* [YOUR TASKS]
1 - Copy the passage from the Reuters article on the Angolan president's health, starting with "In power since" and going on through "of his health.".
2 - According to the Reuters article on the Angolan president's health, when was Dos Santos elected for a new five-year term?
3 - For each statement, say whether the Reuters article on the Angolan president's health supports it. Answer yes or no, and quote the deciding words. (a) The RTP report named its sources. (b) Dos Santos is Africa's longest-serving leader. (c) The presidency's statement says the president is in Spain.

* [PAGE EXTRACT]
=== Section Start ===

A motorcyclist rides past an election poster of the ruling MPLA party with the picture of President Jose Eduardo dos Santos in the capital Luanda September 2, 2012. REUTERS/Siphiwe Sibeko

(Reuters) – Angola on Friday denied a report by Portuguese state TV that President Jose Eduardo dos Santos was undergoing cancer treatment, saying the long-serving 71-year-old was in good health.

A motorcyclist rides past an election poster of the ruling MPLA party with the picture of President Jose Eduardo dos Santos in the capital Luanda September 2, 2012. REUTERS/Siphiwe Sibeko

The RTP report on Thursday said Dos Santos had checked in to the oncology unit of a clinic in Barcelona. The broadcaster later said on its website he was about to undergo surgery. Neither report cited any sources.

The president is in Spain, but was not and is not interned in any hospital,” the presidency said in a statement. “He is in good health and will return within days.

In power since 1979, Dos Santos is Africa’s second longest-serving leader. He was elected for a new five-year term in August 2012, and has long kept observers guessing about who might succeed him.

More recently speculation has focused on the state of his health.

=== Section End ===

* [EXTRACTED MATERIAL]
=== Section Start ===

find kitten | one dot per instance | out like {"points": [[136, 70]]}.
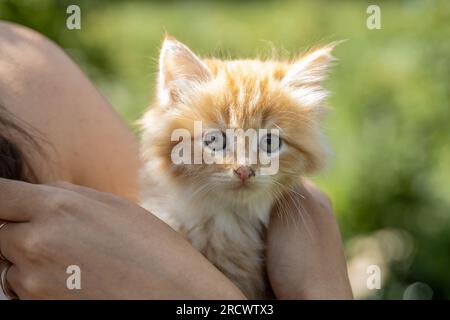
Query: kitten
{"points": [[224, 208]]}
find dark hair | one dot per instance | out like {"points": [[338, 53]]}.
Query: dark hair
{"points": [[14, 164]]}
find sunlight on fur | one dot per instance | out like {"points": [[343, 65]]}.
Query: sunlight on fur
{"points": [[224, 209]]}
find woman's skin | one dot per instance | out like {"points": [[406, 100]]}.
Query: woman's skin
{"points": [[123, 251]]}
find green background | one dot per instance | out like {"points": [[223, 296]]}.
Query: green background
{"points": [[389, 177]]}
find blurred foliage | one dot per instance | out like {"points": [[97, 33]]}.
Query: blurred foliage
{"points": [[389, 126]]}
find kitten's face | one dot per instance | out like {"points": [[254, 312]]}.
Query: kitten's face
{"points": [[285, 99]]}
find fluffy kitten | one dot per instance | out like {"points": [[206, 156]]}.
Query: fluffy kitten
{"points": [[224, 208]]}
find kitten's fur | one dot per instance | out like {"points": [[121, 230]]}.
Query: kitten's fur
{"points": [[201, 201]]}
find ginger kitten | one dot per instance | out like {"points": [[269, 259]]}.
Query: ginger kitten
{"points": [[223, 207]]}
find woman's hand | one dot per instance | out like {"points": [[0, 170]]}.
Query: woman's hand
{"points": [[305, 259], [123, 251]]}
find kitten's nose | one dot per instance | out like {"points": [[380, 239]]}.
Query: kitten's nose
{"points": [[244, 173]]}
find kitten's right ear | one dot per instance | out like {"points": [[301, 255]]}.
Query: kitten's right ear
{"points": [[179, 70]]}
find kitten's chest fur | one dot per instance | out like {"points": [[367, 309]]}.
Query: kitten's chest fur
{"points": [[232, 237]]}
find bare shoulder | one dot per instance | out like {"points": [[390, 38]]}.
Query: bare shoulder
{"points": [[84, 140]]}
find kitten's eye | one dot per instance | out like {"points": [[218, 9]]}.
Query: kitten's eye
{"points": [[270, 143], [215, 140]]}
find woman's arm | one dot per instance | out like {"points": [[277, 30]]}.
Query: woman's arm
{"points": [[305, 255], [123, 251], [84, 140]]}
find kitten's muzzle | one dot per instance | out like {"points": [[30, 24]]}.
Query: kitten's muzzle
{"points": [[244, 173]]}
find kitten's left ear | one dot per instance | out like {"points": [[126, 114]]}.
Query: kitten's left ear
{"points": [[179, 70], [306, 75]]}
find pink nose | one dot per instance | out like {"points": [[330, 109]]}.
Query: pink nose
{"points": [[244, 173]]}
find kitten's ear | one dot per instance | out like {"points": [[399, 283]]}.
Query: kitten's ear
{"points": [[306, 75], [179, 70]]}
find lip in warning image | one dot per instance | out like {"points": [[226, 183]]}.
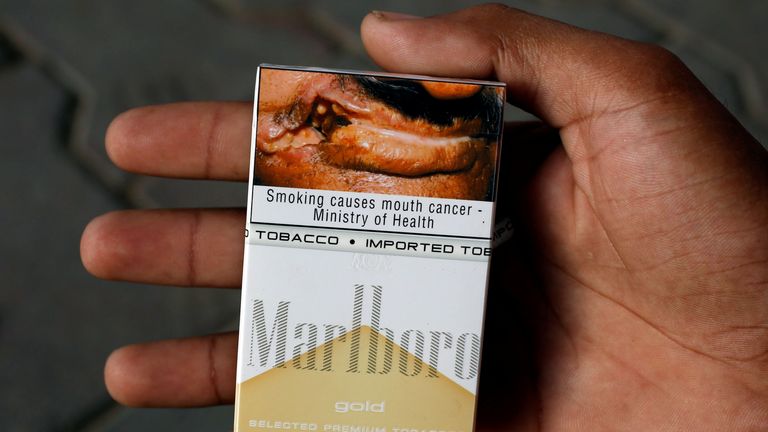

=== Section End ===

* [RESULTS FOR EACH TASK]
1 -
In power since 1979, Dos Santos is Africa’s second longest-serving leader. He was elected for a new five-year term in August 2012, and has long kept observers guessing about who might succeed him.

More recently speculation has focused on the state of his health.

2 - In August 2012.

3 -
(a) No: "Neither report cited any sources."
(b) No: "Dos Santos is Africa’s second longest-serving leader."
(c) Yes: "The president is in Spain"